··· RECORDS FOR THE EXERCISE

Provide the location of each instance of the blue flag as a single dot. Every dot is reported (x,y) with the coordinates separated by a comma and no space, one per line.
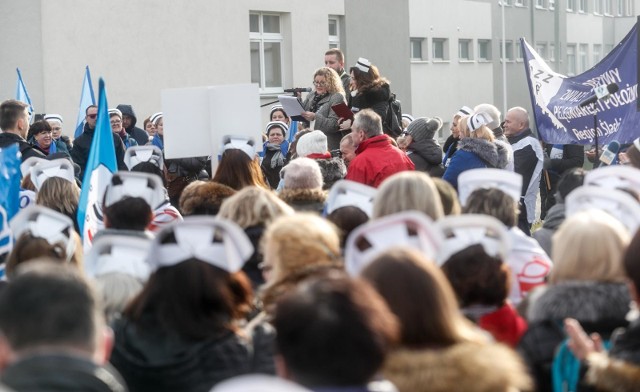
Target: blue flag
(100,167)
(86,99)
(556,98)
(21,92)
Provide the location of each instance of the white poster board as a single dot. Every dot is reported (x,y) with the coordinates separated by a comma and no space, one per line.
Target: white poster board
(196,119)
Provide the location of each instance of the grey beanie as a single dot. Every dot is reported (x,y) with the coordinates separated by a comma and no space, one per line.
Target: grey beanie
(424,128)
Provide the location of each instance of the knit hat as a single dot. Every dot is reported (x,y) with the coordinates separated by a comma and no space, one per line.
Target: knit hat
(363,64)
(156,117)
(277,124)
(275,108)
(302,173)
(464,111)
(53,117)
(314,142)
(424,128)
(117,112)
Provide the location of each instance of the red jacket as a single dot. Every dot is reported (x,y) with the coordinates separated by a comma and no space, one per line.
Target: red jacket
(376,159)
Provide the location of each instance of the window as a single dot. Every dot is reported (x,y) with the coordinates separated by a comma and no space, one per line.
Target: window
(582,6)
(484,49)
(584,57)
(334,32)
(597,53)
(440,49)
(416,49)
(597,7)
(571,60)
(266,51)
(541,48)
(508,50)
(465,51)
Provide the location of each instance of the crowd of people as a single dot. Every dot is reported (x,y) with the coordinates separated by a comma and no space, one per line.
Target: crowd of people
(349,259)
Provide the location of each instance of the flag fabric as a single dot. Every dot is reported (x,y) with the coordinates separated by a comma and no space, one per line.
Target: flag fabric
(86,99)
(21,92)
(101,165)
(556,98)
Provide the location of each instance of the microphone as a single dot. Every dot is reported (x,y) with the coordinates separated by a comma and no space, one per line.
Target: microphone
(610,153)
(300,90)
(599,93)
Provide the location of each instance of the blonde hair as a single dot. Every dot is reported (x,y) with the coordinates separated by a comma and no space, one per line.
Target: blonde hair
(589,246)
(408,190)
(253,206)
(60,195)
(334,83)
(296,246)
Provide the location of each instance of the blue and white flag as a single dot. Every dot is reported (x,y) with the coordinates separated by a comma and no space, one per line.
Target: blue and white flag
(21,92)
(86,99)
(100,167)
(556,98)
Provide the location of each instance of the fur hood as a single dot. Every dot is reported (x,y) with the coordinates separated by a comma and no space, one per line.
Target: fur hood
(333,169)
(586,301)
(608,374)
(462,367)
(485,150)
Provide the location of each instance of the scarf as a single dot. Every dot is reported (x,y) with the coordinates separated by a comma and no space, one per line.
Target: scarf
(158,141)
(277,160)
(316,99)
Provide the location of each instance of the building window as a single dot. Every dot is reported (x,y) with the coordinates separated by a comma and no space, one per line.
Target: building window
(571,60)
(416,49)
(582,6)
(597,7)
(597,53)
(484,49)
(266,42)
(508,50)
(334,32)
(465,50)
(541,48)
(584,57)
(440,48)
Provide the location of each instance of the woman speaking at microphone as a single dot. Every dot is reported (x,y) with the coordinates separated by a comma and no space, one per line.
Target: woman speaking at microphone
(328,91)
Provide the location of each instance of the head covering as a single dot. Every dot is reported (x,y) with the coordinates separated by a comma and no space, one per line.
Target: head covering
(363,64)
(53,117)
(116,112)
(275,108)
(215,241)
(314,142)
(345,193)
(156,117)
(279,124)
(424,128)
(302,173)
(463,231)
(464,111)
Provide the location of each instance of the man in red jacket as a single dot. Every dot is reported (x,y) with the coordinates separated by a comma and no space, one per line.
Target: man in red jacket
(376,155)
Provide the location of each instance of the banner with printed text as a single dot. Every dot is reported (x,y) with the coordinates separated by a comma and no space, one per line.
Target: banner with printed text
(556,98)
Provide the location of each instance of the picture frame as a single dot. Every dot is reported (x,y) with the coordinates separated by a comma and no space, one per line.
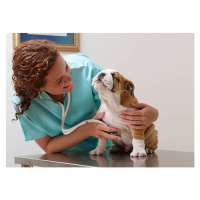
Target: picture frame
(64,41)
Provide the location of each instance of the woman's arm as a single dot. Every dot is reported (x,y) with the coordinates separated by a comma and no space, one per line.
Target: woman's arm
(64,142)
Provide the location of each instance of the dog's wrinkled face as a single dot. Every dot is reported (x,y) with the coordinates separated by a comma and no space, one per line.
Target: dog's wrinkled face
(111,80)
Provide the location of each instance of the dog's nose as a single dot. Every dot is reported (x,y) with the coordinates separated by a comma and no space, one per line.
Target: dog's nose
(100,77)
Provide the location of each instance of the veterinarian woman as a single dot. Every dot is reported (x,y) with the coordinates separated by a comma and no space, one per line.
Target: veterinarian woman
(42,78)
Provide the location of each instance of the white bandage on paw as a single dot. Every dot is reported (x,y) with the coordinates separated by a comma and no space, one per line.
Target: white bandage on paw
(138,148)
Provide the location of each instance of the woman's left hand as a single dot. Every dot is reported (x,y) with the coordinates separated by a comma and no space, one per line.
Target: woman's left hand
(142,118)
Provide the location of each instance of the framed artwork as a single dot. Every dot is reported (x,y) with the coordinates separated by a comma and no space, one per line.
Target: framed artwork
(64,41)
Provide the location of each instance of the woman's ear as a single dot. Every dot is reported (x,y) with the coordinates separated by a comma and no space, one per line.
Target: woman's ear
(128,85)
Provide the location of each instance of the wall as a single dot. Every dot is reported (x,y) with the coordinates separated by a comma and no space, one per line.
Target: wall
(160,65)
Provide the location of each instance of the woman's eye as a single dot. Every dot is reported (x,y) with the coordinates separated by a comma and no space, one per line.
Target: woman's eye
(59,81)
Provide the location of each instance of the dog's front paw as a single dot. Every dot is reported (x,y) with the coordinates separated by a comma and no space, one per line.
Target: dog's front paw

······

EXERCISE AIM >> Copy the records above word for word, covering every one of them, but omit the pictures from your copy.

SOLUTION BELOW >>
Provide the location of each instance of the blue flag as a single dot. Every dot is reported (x,y) with the coordinates separated by a comma and no space, one per line.
Target: blue flag
(100,167)
(86,99)
(556,98)
(21,92)
Provide the location of each instance of the white poster board as a single dot. Every dot is reported (x,y) with the coordinates separated by a comma and no space, one per line.
Target: white poster board
(196,119)
Provide the location of each instance of the grey beanie as a single dot. Every dot is reported (x,y) with the coordinates separated by a comma and no space, one per line.
Target: grey beanie
(424,128)
Provide the location of each instance of the knit hat as a single dot. Every dot is reported (x,y) with the coordinates separated by a comma and no space, one per line.
Target: knit hat
(363,64)
(156,117)
(277,124)
(275,108)
(302,173)
(464,111)
(53,117)
(314,142)
(424,128)
(117,112)
Provide the location of each instance of the red jacket as a single dot. Every dot is reported (x,y) with the coordinates separated by a comma and no space, one per line.
Target: red jacket
(376,159)
Provide the location of each instance of the window as a single dot. Every dot is reported (x,y) with the coordinates separated by a comma and no space, one per line.
Target: window
(582,6)
(484,49)
(584,57)
(334,32)
(597,53)
(440,49)
(416,49)
(597,7)
(571,60)
(266,51)
(541,48)
(508,50)
(465,51)
Provide the location of each instance of the crowd of people as a single dot. Every dot is reported (x,y) with the coordinates separated by a comma and no space, one per line.
Target: crowd of people
(349,259)
Provide the location of each instance of the flag fabric as a single dot. Every dot is reported (x,y) with the coordinates separated by a comma and no space, one per line.
Target: flag fabric
(86,99)
(21,92)
(101,165)
(556,98)
Provide the location of each instance of the microphone as a single dot. Every dot is reported (x,y) with the coordinates separated by a comma and no space, one per line.
Target: microphone
(610,153)
(300,90)
(599,93)
Provide the location of each instance of the blonde hair as a single dot. Every dot is reported (x,y) with the coordinates separated by a comma and no space, one per line.
Target: blonde hair
(589,246)
(408,190)
(253,206)
(60,195)
(334,83)
(296,246)
Provide the location of each instance of the blue and white flag as a single dot. Every dot is reported (x,y) with the coordinates separated by a comma and no space, one per line.
Target: blue and white flag
(21,92)
(86,99)
(100,167)
(556,98)
Provide the location of each instance of the fur hood as a single dot. Every dot is reported (x,y) with the coordinates separated by a comma and no space, one per line.
Target: fur hood
(333,169)
(586,301)
(608,374)
(462,367)
(485,150)
Provide the location of each instance of the scarf as a single dot. Every dot is reported (x,y) with the coordinates separated by a comma and no space, one per line.
Target: scarf
(158,141)
(277,160)
(316,99)
Provide the location of each instance of the building window as a single dot. Every dot is reported (x,y) with the coordinates separated by a comma and no space, one per line.
Target: building window
(571,60)
(416,49)
(582,6)
(597,7)
(597,53)
(484,49)
(266,42)
(508,50)
(334,32)
(465,50)
(541,48)
(584,57)
(440,48)
Provide the location of each instance of the woman speaking at microphone as a single dot. Every dot is reported (x,y) with the coordinates separated by a comma and no space, one per line.
Target: woman speaking at microphone
(328,91)
Provide the location of each instance of the head covering as a single dot. Every dot is reported (x,y) with the coordinates separated by a comma and no space, one per line.
Target: head covering
(363,64)
(53,117)
(116,112)
(275,108)
(215,241)
(314,142)
(345,193)
(156,117)
(279,124)
(424,128)
(302,173)
(463,231)
(464,111)
Provide the location of each instance of the man in red jacket as a single dot. Every dot is reported (x,y) with the coordinates separated by a comma and no space, one per line.
Target: man in red jacket
(376,155)
Provide the location of each instance of the banner with printed text as a single dot. Every dot is reported (x,y) with the coordinates separated by a comma and no space, one per line.
Target: banner with printed text
(556,98)
Provide the location of each instance of the picture frame as a single dot. Every dot is reported (x,y) with the coordinates separated by a comma and no space, one per line.
Target: picture frame
(64,41)
Provide the location of each instance of the woman's arm as a single dot. Every dot is reported (x,y) with the coordinates separated by a comma and no space, one per line.
Target: woman's arm
(64,142)
Provide the location of each instance of the dog's wrinkled face as a single dot. Every dot is reported (x,y) with the coordinates separated by a comma and no space, one per line.
Target: dog's wrinkled face
(111,80)
Provide the location of each instance of the dog's nose as a single dot. Every dot is reported (x,y) with the coordinates separated by a comma and no space, one per line.
Target: dog's nose
(100,77)
Provide the location of each instance of the veterinarian woman as a single dot. Every dot is reported (x,y) with the coordinates separated by a comma and no space, one per line.
Target: veterinarian woman
(42,78)
Provide the location of each instance of the white bandage on paw as a single dot. Every dot is reported (x,y) with the coordinates separated by a comma and no space, one per line.
Target: white bandage on paw
(138,148)
Provide the location of each instance of the woman's left hand as a single dot. Every dot is reported (x,y) with the coordinates separated by a comma and no space, one per line.
Target: woman's left hand
(142,118)
Provide the location of each instance of the framed artwork as a single dot. Every dot is reported (x,y) with the coordinates separated by a comma and no space, one per line.
Target: framed artwork
(64,41)
Provide the location of each instance of the woman's ear as a single dot. Every dot is reported (x,y) with the coordinates separated by a comma and no space, one per line.
Target: woman's ear
(128,85)
Provide the location of each instance of the wall as a single dot. Every dot is reported (x,y) with the coordinates separated by a comma and no space, one per line.
Target: wall
(160,65)
Provide the location of each instance of the woman's eye as a single dot. Every dot is reported (x,y) with the coordinates separated by a comma and no space, one per line.
Target: woman's eye
(59,81)
Provide the location of each instance of the dog's front paw as a single dot. Every dot is reported (x,y) with the coordinates separated by a comma and no space, one per line.
Target: dog's front paw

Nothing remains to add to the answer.